» Task details: All lines from the entries below that contain the string "Outline" should be copied out.
━━━ Material provided
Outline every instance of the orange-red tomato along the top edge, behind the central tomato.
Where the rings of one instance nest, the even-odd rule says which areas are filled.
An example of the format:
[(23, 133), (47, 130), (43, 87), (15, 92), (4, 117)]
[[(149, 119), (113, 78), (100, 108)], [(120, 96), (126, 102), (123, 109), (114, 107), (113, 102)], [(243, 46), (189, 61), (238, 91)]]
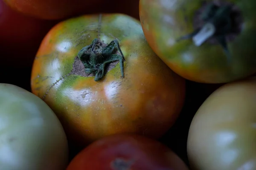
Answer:
[(79, 14), (123, 13), (139, 19), (139, 0), (4, 0), (14, 10), (55, 20)]

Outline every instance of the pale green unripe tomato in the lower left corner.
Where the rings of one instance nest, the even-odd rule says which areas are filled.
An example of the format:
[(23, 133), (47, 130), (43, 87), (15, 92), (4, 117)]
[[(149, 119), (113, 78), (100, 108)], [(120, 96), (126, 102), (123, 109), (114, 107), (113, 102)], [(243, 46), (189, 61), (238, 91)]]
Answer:
[(63, 170), (68, 147), (56, 115), (39, 97), (0, 83), (0, 167), (3, 170)]

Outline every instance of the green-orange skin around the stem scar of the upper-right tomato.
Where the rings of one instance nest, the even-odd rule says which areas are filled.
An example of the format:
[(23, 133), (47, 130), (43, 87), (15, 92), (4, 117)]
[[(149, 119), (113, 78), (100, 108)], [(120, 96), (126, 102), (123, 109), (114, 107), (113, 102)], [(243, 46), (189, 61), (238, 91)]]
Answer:
[(177, 41), (194, 31), (193, 22), (202, 4), (212, 0), (140, 0), (140, 20), (153, 51), (180, 76), (203, 83), (225, 83), (256, 72), (256, 1), (226, 0), (241, 10), (242, 31), (227, 46), (227, 60), (219, 44), (200, 47), (191, 39)]

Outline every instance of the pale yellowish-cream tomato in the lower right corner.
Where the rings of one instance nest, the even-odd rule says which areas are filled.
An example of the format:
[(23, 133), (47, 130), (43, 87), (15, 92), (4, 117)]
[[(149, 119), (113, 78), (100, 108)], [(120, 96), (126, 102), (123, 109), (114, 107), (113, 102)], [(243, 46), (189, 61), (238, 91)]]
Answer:
[(192, 170), (256, 169), (256, 77), (227, 83), (195, 114), (187, 152)]

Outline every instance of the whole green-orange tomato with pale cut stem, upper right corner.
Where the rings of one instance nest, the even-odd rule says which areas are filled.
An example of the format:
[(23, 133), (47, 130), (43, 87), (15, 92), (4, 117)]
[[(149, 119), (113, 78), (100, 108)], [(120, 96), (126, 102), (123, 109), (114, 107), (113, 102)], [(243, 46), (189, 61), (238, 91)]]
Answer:
[(226, 83), (256, 73), (255, 8), (255, 0), (140, 0), (140, 20), (153, 51), (177, 74)]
━━━━━━
» Response area:
Outline every instance of the orange-red tomato along the top edge, behind the central tomato.
Outline every instance of the pale green unripe tomato in the lower left corner.
Outline every instance of the green-orange skin around the stem scar of the upper-right tomato.
Outline every instance of the pale yellowish-cream tomato in the lower right corner.
Outline every instance of the whole green-orange tomato with pale cut stem, upper right corner.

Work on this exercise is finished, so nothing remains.